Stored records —
::::

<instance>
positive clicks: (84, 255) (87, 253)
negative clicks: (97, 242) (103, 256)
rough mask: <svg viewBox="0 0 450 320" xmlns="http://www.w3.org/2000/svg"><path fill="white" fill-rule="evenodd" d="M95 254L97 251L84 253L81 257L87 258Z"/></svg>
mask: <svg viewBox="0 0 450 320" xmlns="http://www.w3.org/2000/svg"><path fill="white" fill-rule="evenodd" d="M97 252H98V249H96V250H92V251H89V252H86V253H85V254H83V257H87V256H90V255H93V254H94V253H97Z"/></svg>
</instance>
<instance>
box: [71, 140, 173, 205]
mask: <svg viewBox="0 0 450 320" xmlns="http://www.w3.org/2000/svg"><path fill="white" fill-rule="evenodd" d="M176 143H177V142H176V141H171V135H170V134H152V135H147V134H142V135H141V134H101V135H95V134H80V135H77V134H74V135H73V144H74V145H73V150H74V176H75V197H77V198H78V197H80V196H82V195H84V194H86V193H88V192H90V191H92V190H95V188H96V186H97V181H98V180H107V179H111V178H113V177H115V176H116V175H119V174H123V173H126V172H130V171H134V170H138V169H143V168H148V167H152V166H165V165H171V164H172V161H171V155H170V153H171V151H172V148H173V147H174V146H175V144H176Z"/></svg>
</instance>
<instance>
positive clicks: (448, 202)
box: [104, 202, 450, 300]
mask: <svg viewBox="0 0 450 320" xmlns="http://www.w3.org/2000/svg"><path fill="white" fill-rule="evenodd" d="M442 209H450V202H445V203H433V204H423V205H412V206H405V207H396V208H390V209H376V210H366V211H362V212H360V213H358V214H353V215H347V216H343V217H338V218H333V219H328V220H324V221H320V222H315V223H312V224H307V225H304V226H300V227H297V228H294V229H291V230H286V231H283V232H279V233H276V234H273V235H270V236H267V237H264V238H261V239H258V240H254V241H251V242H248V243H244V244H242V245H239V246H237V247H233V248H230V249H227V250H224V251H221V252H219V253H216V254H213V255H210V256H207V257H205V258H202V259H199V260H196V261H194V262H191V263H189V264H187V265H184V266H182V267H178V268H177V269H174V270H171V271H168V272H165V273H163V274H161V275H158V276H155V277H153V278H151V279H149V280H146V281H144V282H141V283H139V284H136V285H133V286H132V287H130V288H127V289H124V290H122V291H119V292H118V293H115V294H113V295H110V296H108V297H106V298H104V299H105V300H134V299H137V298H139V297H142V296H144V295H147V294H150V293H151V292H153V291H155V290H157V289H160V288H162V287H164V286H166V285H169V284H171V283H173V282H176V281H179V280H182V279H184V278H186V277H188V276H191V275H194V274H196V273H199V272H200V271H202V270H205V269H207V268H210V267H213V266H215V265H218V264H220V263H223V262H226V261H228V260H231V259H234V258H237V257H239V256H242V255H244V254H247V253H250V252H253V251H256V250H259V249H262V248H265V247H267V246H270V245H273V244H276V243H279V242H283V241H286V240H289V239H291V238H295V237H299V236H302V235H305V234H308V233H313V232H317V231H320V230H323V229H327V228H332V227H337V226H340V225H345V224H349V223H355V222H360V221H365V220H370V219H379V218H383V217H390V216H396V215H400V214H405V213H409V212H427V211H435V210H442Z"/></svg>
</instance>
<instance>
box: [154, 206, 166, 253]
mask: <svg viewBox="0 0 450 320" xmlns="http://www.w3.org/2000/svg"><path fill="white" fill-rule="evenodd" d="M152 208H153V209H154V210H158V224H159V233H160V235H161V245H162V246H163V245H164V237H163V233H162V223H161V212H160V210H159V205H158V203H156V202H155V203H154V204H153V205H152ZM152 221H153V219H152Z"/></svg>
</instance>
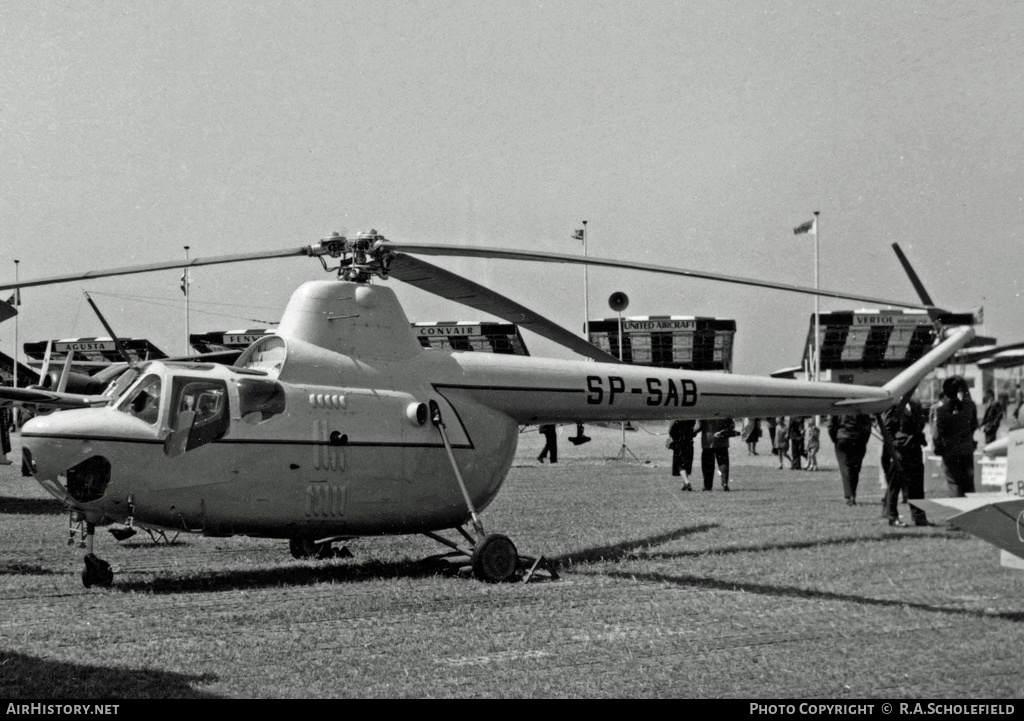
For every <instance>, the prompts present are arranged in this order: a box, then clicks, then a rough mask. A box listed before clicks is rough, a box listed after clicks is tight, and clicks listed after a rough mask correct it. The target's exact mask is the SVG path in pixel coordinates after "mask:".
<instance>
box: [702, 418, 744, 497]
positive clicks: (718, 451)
mask: <svg viewBox="0 0 1024 721" xmlns="http://www.w3.org/2000/svg"><path fill="white" fill-rule="evenodd" d="M699 433H700V470H701V471H702V472H703V478H705V491H711V489H712V485H713V484H714V482H715V464H716V463H717V464H718V470H719V472H721V474H722V491H728V490H729V438H730V437H732V436H733V435H737V433H736V424H735V422H733V420H732V419H731V418H712V419H708V420H702V421H700V425H699Z"/></svg>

::::

Aim of the exercise — Transcribe all the records above word for word, without their images.

Solution to this problem —
<instance>
positive clicks: (84, 255) (87, 253)
negative clicks: (97, 242) (103, 256)
rough mask: <svg viewBox="0 0 450 320" xmlns="http://www.w3.org/2000/svg"><path fill="white" fill-rule="evenodd" d="M95 254L97 251L84 253L81 257L87 258Z"/></svg>
mask: <svg viewBox="0 0 450 320" xmlns="http://www.w3.org/2000/svg"><path fill="white" fill-rule="evenodd" d="M97 252H98V249H96V250H92V251H89V252H86V253H85V254H83V257H87V256H90V255H93V254H94V253H97Z"/></svg>
</instance>
<instance>
box: [71, 140, 173, 205]
mask: <svg viewBox="0 0 450 320" xmlns="http://www.w3.org/2000/svg"><path fill="white" fill-rule="evenodd" d="M176 143H177V142H176V141H171V135H170V134H152V135H147V134H142V135H141V134H101V135H95V134H80V135H77V134H74V135H73V144H74V145H73V150H74V176H75V197H77V198H78V197H80V196H82V195H84V194H86V193H88V192H90V191H92V190H95V188H96V186H97V181H98V180H107V179H111V178H113V177H115V176H116V175H119V174H123V173H126V172H130V171H134V170H138V169H143V168H148V167H152V166H165V165H171V164H172V161H171V155H170V153H171V151H172V148H173V147H174V146H175V144H176Z"/></svg>
</instance>
<instance>
positive clicks: (448, 202)
box: [104, 202, 450, 300]
mask: <svg viewBox="0 0 450 320" xmlns="http://www.w3.org/2000/svg"><path fill="white" fill-rule="evenodd" d="M442 209H450V202H445V203H433V204H423V205H412V206H405V207H396V208H390V209H376V210H366V211H362V212H360V213H358V214H353V215H347V216H343V217H338V218H333V219H328V220H324V221H320V222H315V223H312V224H307V225H304V226H300V227H297V228H294V229H291V230H286V231H283V232H279V233H276V234H273V235H270V236H267V237H264V238H261V239H258V240H254V241H251V242H248V243H244V244H242V245H239V246H237V247H233V248H230V249H227V250H224V251H221V252H219V253H216V254H213V255H210V256H207V257H205V258H202V259H199V260H196V261H194V262H191V263H189V264H187V265H184V266H182V267H178V268H177V269H174V270H171V271H168V272H165V273H163V274H161V275H158V276H155V277H153V278H151V279H149V280H146V281H144V282H141V283H139V284H136V285H133V286H132V287H130V288H127V289H124V290H122V291H119V292H118V293H115V294H113V295H110V296H108V297H106V298H104V299H105V300H134V299H137V298H139V297H142V296H144V295H147V294H150V293H151V292H153V291H155V290H157V289H160V288H162V287H164V286H166V285H169V284H171V283H173V282H176V281H179V280H182V279H184V278H186V277H188V276H191V275H194V274H196V273H199V272H200V271H202V270H205V269H207V268H210V267H213V266H215V265H218V264H220V263H223V262H226V261H228V260H231V259H234V258H237V257H239V256H242V255H244V254H247V253H250V252H253V251H256V250H259V249H262V248H265V247H267V246H270V245H273V244H276V243H279V242H283V241H286V240H289V239H291V238H295V237H299V236H302V235H305V234H308V233H313V232H317V231H320V230H323V229H327V228H332V227H337V226H340V225H345V224H349V223H355V222H360V221H365V220H370V219H379V218H383V217H390V216H396V215H400V214H405V213H409V212H427V211H435V210H442Z"/></svg>
</instance>
<instance>
box: [154, 206, 166, 253]
mask: <svg viewBox="0 0 450 320" xmlns="http://www.w3.org/2000/svg"><path fill="white" fill-rule="evenodd" d="M152 208H153V209H154V210H158V224H159V233H160V235H161V245H162V246H163V245H164V237H163V233H162V223H161V212H160V210H159V205H158V203H156V202H155V203H154V204H153V205H152ZM152 221H153V219H152Z"/></svg>
</instance>
For every <instance>, the prompts present are arranged in this order: a box, then clicks, then a rough mask. A box listed before clicks is rough, a box listed after clicks is tight, and clicks listed after a rough mask correct it. The target's exact mask is the SVG path in pixel coordinates after "mask:".
<instance>
box: [702, 418, 744, 497]
positive clicks: (718, 451)
mask: <svg viewBox="0 0 1024 721" xmlns="http://www.w3.org/2000/svg"><path fill="white" fill-rule="evenodd" d="M699 433H700V470H701V471H702V472H703V478H705V491H711V489H712V485H713V484H714V482H715V464H716V463H717V464H718V470H719V472H721V474H722V491H728V490H729V438H730V437H732V436H733V435H737V433H736V424H735V422H733V420H732V419H731V418H712V419H708V420H702V421H700V425H699Z"/></svg>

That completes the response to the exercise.